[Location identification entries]
━━━━━━
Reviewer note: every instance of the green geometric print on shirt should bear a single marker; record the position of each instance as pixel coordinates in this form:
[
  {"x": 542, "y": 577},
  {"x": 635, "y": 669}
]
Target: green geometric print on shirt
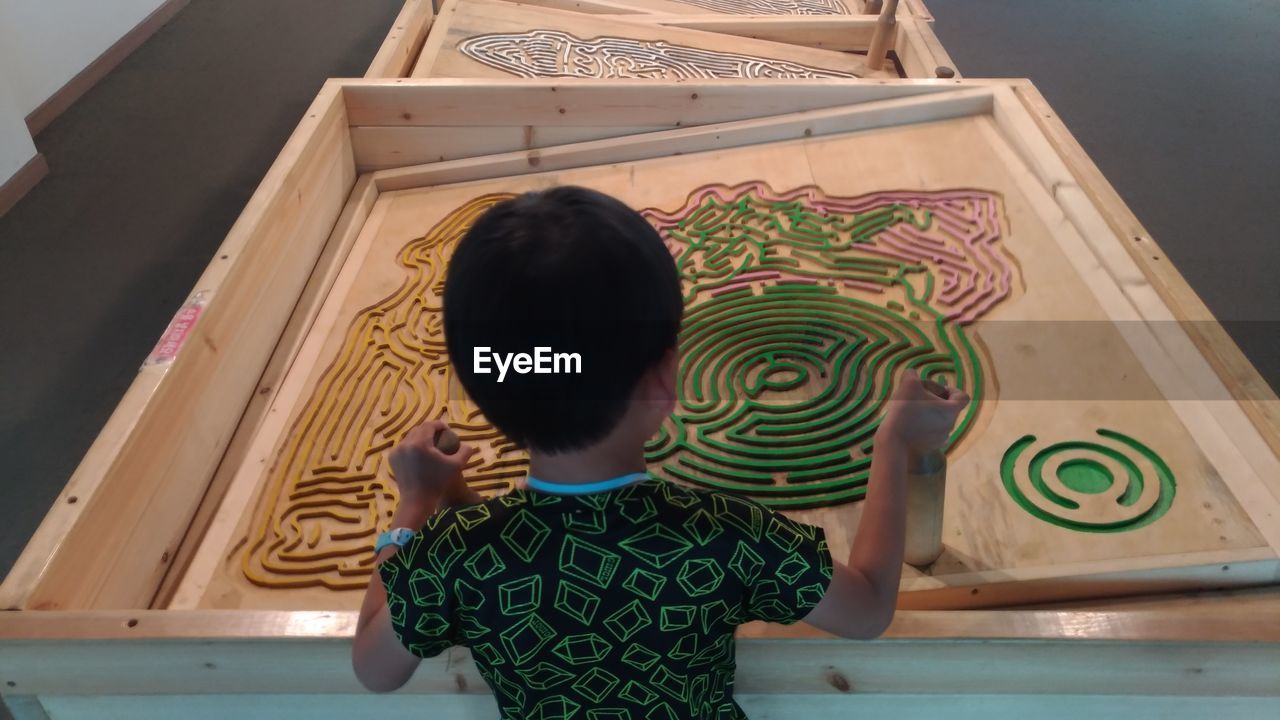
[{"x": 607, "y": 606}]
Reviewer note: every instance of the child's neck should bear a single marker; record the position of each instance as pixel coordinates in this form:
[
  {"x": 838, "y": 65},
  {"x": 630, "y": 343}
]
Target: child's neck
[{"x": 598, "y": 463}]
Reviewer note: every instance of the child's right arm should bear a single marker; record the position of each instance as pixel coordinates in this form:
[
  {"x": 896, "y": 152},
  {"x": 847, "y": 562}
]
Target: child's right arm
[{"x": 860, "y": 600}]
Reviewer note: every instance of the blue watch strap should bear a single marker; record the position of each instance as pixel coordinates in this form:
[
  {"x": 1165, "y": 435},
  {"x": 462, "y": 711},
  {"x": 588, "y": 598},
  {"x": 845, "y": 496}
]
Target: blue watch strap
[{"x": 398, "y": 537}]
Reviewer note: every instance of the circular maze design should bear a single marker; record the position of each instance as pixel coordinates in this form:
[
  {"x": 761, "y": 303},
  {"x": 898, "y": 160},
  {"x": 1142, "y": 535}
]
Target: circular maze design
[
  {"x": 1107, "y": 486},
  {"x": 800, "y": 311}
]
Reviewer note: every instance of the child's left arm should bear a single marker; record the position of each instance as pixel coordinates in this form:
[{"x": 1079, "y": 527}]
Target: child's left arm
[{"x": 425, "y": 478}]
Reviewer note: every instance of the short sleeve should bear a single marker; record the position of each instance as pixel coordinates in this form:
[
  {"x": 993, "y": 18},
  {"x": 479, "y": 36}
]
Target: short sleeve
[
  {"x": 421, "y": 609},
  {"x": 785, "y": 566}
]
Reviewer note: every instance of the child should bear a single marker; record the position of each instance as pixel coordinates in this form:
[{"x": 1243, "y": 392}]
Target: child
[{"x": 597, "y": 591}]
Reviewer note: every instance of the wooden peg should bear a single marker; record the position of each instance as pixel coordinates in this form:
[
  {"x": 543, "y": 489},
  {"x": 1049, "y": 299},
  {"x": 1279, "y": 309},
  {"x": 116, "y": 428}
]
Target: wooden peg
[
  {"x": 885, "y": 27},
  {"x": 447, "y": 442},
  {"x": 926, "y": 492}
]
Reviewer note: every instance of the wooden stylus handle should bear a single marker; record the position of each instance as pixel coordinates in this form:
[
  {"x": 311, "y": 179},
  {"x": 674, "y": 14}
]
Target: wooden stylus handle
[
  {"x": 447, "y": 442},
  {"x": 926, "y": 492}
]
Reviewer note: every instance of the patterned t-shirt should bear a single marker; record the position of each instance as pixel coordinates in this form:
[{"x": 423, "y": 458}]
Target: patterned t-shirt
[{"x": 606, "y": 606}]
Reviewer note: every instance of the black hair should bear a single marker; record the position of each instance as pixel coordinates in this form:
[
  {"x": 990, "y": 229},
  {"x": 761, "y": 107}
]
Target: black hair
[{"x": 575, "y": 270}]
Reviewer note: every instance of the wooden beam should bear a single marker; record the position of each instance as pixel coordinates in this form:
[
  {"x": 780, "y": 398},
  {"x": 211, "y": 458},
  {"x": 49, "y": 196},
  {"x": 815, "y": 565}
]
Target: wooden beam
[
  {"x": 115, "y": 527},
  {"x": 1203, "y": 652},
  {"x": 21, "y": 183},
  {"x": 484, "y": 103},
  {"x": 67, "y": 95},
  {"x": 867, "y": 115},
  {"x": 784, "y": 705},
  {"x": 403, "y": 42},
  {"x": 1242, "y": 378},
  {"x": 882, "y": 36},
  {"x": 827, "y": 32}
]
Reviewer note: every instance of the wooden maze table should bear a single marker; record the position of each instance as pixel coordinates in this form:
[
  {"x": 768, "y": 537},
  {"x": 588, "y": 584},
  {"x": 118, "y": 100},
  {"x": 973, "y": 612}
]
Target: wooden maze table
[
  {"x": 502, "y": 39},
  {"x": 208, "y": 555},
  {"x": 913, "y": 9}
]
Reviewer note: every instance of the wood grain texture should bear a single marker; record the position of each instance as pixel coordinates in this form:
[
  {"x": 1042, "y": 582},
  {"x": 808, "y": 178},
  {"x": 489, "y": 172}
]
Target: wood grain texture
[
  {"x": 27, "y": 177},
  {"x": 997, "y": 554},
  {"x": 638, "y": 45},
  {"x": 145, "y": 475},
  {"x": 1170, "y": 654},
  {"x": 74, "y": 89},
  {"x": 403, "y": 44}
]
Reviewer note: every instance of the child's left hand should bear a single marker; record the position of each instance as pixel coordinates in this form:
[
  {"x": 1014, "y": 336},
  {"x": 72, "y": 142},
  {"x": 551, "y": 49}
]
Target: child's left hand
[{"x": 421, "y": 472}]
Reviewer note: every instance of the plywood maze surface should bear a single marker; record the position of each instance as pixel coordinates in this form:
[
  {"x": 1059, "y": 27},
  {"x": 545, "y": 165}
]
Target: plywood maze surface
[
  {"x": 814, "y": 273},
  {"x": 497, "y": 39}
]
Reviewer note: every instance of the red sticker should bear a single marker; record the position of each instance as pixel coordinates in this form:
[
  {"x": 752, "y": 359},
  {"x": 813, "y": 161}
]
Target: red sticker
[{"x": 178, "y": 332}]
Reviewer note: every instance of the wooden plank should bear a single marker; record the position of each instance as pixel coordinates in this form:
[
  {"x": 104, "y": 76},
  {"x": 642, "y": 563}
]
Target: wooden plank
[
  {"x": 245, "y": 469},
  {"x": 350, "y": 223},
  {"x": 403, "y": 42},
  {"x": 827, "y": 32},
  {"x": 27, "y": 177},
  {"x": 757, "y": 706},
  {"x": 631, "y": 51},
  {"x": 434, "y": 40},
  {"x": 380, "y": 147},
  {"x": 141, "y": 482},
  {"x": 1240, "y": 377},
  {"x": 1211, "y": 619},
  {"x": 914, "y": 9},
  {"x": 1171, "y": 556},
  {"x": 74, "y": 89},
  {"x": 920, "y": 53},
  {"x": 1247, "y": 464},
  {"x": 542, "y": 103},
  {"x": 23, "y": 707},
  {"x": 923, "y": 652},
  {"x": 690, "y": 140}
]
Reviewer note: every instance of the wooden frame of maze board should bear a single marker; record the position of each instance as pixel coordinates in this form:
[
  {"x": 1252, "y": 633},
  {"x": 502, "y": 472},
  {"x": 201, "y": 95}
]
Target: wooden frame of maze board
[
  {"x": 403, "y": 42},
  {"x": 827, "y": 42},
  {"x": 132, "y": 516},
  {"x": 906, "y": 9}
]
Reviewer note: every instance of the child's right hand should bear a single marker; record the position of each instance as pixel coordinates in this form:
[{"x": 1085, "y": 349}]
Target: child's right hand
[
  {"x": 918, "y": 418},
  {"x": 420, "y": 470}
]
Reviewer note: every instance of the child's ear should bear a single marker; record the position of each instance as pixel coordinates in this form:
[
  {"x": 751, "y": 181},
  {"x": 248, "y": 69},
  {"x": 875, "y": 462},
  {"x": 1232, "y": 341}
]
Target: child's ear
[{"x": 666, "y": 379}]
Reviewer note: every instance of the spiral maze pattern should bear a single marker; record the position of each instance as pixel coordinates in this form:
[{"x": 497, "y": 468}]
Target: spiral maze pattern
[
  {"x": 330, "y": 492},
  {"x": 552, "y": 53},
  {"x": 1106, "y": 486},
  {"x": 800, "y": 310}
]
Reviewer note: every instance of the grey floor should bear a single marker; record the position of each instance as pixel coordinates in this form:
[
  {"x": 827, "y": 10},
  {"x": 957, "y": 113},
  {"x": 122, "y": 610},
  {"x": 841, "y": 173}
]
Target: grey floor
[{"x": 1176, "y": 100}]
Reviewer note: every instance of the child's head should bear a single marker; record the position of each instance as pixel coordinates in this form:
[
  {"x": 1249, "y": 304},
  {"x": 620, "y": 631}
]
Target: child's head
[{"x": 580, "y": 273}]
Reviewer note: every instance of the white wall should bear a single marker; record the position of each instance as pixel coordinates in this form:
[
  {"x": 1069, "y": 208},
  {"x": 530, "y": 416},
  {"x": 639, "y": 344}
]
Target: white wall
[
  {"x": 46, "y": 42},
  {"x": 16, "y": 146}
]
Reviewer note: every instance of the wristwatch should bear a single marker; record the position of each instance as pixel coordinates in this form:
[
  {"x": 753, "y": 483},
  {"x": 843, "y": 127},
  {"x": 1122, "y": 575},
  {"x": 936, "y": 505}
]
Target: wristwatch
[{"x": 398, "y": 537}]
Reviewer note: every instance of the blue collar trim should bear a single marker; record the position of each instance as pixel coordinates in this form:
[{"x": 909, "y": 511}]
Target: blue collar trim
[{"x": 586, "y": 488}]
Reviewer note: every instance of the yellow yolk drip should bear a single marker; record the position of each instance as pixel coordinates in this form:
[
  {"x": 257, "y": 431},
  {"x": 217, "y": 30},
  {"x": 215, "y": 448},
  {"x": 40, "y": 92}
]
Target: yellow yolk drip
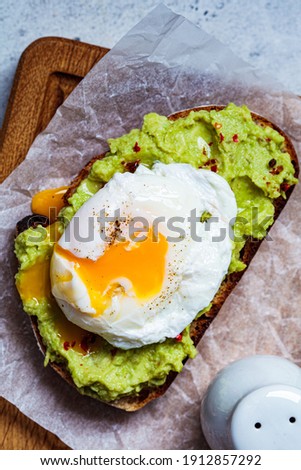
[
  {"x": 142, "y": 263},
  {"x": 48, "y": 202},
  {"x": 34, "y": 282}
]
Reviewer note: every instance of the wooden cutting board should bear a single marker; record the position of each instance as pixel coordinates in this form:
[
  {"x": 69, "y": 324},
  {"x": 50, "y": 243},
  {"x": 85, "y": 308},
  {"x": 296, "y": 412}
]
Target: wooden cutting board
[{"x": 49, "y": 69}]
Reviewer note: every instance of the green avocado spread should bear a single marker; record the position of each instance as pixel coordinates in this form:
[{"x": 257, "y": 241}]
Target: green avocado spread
━━━━━━
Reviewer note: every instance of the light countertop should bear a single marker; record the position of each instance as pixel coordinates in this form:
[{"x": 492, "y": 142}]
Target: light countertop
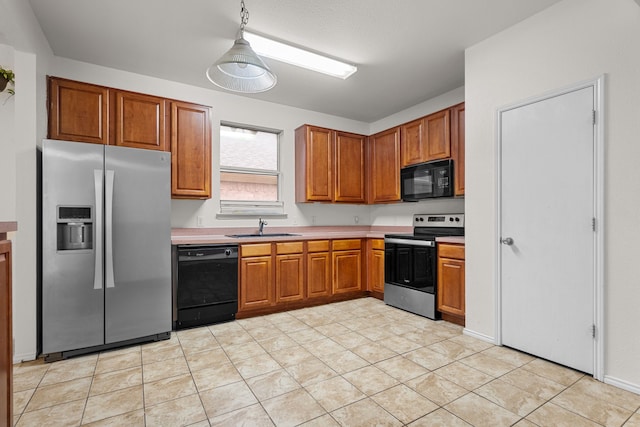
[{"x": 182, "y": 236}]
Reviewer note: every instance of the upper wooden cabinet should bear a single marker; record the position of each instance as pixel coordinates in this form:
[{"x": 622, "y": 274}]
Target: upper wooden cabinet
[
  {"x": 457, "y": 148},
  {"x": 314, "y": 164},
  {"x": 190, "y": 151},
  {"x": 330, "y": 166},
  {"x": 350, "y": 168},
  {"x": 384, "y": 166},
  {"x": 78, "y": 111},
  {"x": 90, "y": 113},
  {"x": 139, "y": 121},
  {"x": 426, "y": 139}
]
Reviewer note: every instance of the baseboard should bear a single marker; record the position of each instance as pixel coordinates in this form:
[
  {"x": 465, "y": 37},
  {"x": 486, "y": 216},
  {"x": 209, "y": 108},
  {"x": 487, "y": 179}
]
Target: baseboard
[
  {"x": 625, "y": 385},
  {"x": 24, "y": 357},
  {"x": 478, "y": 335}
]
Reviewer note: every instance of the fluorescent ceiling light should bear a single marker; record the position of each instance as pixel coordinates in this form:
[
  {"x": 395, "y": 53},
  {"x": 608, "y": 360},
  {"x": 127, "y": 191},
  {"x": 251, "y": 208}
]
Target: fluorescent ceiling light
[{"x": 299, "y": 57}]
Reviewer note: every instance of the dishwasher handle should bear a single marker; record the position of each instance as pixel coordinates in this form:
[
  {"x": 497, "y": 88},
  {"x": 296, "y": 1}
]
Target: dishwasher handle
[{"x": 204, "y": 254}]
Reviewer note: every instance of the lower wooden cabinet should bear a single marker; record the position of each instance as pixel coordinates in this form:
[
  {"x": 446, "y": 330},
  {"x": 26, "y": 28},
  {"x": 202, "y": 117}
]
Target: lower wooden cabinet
━━━━━━
▶ [The request]
Retype the rows above, from the line with "Reviewer note: every instance of the green avocado" through the line with "Target: green avocado spread", including both of those lines.

▶ [Completed exercise]
Reviewer note: every instance of the green avocado spread should bear a single marker; record the position of each instance as pixel coordinates in this form:
[{"x": 257, "y": 241}]
Target: green avocado spread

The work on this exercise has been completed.